# [PROVIDED PASSAGE]
• • •

Another time Specs got me a job with this group led by Oscar Pettiford — Oscar on bass, Stan Getz on saxophone and the piano player was a local guy named Jimmy Golden from Philadelphia. But Pettiford had a reputation for smacking people if he didn’t like what you were playing, and I’m scared to death, anyhow. But Specs said, “Go do it, you can do it, don’t worry about it.” I think Stan Getz also felt it because he comes over, puts his arm around me and said, “Man, don’t worry about Oscar, Oscar just gets a little crazy about drummers sometimes.”

It didn’t come to that. But 20 years later I’m in the airport, and I ran into Stan Getz and I said, “Stan, you remember that time I played with you and Pettiford in Philadelphia?” He said, “Of course I remember.” Now he always had an unbelievable sense of humor, and I had just opened myself up for this. Stan said, “Of course I remember that. That was the worst shit I ever heard in my life.” [laughter]

But anyway, Specs Wright sending me on gigs around Philadelphia put me in those positions and put confidence in me to play with these people because I thought I didn’t belong with them.


Kenny Garrett

“Wayne’s Thang” (Triology, Warner Bros., 1995) Garrett, alto saxophone; Kiyoshi Kitagawa, bass; Brian Blade, drums.

Heath: The rhythm was incredible. Brian Blade is a great player, man. I’ve seen him. He’s unbelievable. I call him Brian Razorblade. He’s so sharp. His foot pattern was one they use a lot in Nigerian drumming. I identify it as Nigerian sound. Can you start it again?

Listen to the foot stuff, the bass drum. Now he went into swing after that. You can see how a rhythm can set something up that would get the audience’s attention. That’s the thing about hip-hop music — they have a constant beat from the beginning to the end. They say a lot of dumb words … I shouldn’t say they’re dumb words, but they’re a lot of words that will offend a lot of people, but the rhythm is always consistent.

For instance, on Jay Z’s new one [The Story Of O.J.], he says something about O.J.’s ethnicity. We know who O.J. was, right? It’s kind of hard to listen to that stuff because if you’re not of that culture you’re left out a lot of times because you don’t know what they’re talking about. So the song he says, “I’m not Black, I’m O.J.,” and the beat is pumping it up. It has a strong message in there.

• • •

# [Source records]
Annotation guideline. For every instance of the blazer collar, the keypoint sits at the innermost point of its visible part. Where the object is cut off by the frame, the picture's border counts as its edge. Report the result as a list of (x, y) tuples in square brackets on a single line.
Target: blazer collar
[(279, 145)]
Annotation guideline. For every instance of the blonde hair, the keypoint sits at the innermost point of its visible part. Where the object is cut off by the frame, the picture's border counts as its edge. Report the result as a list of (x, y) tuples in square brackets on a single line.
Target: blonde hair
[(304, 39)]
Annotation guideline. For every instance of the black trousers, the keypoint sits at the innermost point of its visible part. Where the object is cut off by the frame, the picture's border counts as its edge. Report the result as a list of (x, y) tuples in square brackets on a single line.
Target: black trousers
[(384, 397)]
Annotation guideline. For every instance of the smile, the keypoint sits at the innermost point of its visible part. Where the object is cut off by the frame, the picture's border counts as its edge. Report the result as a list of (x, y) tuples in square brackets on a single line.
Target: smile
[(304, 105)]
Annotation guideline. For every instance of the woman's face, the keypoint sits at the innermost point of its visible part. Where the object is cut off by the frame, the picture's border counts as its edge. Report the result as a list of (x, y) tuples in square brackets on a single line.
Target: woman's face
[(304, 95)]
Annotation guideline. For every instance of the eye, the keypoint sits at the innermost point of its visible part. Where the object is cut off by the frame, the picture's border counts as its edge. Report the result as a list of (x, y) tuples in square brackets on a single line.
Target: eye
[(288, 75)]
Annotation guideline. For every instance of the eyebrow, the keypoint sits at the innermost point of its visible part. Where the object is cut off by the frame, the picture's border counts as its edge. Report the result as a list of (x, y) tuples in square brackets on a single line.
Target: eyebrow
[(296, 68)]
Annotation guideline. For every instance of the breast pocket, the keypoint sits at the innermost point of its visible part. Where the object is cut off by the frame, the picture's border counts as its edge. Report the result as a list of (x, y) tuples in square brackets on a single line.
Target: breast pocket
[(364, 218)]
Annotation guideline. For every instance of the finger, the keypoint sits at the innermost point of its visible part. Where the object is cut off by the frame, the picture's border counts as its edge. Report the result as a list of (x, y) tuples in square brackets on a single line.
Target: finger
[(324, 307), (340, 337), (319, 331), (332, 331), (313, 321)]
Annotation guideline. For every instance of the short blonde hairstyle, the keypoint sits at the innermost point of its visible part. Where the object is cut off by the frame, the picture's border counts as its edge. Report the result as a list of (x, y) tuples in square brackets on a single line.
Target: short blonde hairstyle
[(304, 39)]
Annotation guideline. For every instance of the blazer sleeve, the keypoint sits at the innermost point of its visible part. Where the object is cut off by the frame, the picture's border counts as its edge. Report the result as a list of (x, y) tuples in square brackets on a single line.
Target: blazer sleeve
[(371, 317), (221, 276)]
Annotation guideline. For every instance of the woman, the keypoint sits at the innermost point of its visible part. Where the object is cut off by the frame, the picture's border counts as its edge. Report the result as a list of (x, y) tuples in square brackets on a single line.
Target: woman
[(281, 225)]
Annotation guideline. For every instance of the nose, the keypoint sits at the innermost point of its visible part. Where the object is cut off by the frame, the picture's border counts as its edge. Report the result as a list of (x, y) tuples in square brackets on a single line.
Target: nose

• • •

# [STATED TASK]
Answer these questions about the jazz interview excerpt:
(a) Who was the piano player in the group led by Oscar Pettiford?
(b) What nickname does Heath give Brian Blade?
(c) What is the title of the Jay Z song Heath mentions?
The data plays no part in the work here.

# [RESULT BELOW]
(a) Jimmy Golden, a local player from Philadelphia.
(b) Brian Razorblade.
(c) The Story Of O.J.